Given data section start

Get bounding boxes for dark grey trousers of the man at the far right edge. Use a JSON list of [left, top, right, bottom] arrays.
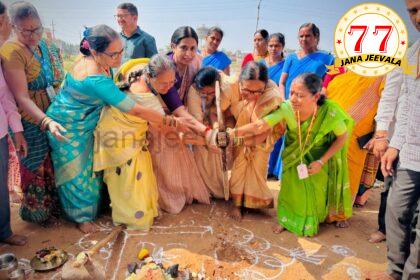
[[385, 167, 420, 279]]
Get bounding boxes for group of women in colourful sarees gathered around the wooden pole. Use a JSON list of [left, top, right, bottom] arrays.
[[0, 2, 384, 242]]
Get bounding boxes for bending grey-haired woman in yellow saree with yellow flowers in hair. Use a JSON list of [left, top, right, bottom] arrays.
[[94, 55, 185, 230]]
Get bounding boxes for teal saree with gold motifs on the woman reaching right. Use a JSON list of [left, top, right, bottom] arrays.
[[47, 74, 104, 223]]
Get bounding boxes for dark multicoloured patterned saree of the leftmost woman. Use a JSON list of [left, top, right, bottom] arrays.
[[1, 40, 63, 224]]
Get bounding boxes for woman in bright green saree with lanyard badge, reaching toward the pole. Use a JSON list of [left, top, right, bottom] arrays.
[[219, 73, 353, 236]]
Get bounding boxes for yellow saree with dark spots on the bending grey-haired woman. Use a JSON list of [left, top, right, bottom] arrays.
[[93, 93, 159, 230]]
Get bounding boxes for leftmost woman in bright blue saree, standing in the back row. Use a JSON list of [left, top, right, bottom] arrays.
[[201, 26, 232, 75]]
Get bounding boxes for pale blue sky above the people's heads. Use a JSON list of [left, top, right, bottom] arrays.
[[4, 0, 420, 52]]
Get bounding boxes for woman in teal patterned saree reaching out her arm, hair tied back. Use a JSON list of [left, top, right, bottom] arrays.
[[47, 25, 190, 233]]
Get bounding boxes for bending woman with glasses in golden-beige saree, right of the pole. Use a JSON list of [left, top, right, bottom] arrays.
[[226, 61, 281, 220]]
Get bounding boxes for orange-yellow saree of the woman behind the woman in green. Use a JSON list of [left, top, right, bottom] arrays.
[[327, 71, 384, 201]]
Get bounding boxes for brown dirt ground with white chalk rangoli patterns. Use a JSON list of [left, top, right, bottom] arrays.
[[0, 182, 386, 280]]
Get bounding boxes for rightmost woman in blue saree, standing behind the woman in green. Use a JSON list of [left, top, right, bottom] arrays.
[[279, 23, 334, 99]]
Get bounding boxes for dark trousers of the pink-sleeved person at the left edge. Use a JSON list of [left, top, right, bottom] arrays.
[[0, 136, 12, 241]]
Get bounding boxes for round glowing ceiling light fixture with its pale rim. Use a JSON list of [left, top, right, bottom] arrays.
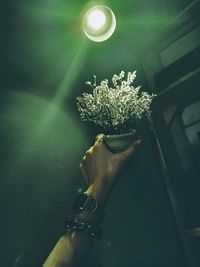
[[83, 6, 116, 42]]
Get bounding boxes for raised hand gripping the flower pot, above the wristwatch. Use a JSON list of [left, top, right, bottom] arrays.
[[80, 135, 141, 205]]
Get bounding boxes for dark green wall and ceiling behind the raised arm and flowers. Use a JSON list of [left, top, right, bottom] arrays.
[[0, 0, 200, 267]]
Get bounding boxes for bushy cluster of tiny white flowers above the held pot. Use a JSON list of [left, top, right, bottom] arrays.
[[77, 71, 155, 133]]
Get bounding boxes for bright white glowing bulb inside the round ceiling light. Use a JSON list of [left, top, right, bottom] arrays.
[[88, 9, 106, 30]]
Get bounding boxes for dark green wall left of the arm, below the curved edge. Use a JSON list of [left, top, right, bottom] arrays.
[[0, 90, 89, 266]]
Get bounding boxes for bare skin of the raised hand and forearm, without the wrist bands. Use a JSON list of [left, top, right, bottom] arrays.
[[43, 135, 141, 267]]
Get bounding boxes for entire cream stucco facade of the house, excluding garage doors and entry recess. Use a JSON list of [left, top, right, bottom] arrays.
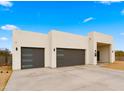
[[12, 30, 115, 70]]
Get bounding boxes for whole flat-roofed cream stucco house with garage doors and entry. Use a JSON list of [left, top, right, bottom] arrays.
[[12, 30, 115, 70]]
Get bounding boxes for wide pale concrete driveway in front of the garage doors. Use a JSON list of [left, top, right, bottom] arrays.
[[5, 65, 124, 91]]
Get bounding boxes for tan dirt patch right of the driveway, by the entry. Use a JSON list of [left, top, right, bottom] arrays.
[[102, 61, 124, 70]]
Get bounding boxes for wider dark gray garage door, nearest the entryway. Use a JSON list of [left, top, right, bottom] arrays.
[[57, 48, 85, 67]]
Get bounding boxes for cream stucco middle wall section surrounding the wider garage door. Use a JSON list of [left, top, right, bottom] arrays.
[[49, 30, 89, 68]]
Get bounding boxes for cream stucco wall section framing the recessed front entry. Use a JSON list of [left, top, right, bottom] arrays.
[[88, 32, 115, 64]]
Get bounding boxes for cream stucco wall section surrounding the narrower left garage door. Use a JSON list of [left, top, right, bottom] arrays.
[[12, 30, 50, 70]]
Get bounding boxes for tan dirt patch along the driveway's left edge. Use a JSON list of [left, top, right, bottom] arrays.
[[0, 66, 12, 91]]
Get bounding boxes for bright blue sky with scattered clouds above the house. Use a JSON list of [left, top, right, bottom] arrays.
[[0, 1, 124, 50]]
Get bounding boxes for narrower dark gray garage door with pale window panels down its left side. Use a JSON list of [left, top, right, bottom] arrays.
[[21, 47, 44, 69]]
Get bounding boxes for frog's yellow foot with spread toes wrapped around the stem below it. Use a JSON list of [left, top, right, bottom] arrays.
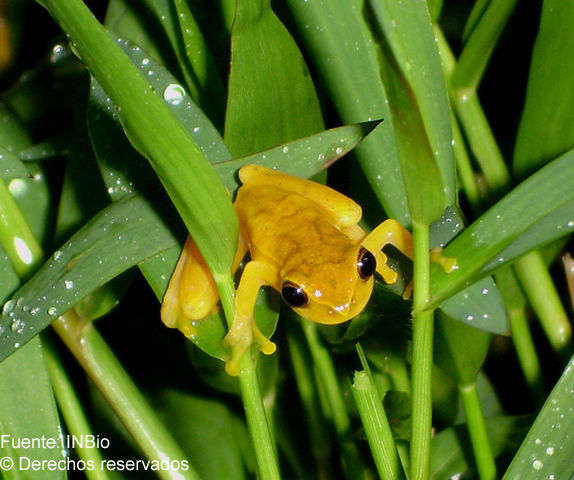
[[223, 317, 277, 377]]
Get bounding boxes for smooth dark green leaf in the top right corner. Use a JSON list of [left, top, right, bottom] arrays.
[[513, 0, 574, 178]]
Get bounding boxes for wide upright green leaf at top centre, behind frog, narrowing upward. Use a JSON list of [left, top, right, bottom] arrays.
[[224, 0, 323, 157]]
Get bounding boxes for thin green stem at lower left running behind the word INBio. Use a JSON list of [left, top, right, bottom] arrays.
[[42, 342, 109, 480]]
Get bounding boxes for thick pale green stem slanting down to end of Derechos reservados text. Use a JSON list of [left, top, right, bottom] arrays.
[[52, 310, 200, 480]]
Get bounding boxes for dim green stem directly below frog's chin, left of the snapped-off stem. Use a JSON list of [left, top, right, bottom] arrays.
[[302, 320, 366, 479]]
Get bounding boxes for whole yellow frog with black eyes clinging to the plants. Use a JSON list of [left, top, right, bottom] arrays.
[[161, 165, 446, 375]]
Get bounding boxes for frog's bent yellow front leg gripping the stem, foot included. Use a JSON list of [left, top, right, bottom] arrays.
[[223, 260, 277, 376]]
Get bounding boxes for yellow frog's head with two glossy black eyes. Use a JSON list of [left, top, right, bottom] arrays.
[[281, 246, 377, 325]]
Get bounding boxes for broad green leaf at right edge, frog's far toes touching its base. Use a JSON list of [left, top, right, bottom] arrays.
[[429, 151, 574, 307]]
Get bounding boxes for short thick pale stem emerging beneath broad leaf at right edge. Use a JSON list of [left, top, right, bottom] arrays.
[[514, 252, 572, 361]]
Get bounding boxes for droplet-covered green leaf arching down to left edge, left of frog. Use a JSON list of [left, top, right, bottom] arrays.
[[0, 196, 176, 359]]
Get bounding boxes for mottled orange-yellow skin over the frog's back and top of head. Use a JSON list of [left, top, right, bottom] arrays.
[[235, 185, 373, 324]]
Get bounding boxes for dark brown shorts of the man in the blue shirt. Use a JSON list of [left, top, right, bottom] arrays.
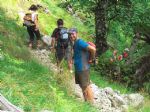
[[75, 70, 90, 88]]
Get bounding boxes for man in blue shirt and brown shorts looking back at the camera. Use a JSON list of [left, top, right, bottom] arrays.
[[69, 28, 96, 103]]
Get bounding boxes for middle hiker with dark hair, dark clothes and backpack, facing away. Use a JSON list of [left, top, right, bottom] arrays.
[[51, 19, 73, 73]]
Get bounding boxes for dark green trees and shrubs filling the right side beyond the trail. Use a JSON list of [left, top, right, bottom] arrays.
[[66, 0, 150, 92]]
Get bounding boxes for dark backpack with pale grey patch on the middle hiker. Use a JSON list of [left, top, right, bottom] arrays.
[[58, 27, 69, 49]]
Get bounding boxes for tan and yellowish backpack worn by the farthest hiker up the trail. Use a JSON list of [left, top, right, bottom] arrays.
[[23, 13, 35, 27]]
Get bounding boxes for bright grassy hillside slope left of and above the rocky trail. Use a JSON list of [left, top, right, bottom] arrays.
[[0, 0, 96, 112]]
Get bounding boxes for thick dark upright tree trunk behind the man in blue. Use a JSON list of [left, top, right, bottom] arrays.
[[95, 0, 108, 55]]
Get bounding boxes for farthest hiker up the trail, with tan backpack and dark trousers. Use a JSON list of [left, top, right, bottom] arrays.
[[23, 4, 41, 48]]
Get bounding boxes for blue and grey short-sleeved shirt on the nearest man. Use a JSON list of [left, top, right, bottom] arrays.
[[74, 39, 90, 71]]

Given data section end

* Problem requirements *
Using the material above, print word for word the lines from the one holding "Get bounding boxes for blue" through the last line.

* Written response *
Get bounding boxes for blue and grey short-sleeved shirt on the nearest man. Use a JSON list of [left, top, right, bottom] arrays.
[[74, 39, 90, 71]]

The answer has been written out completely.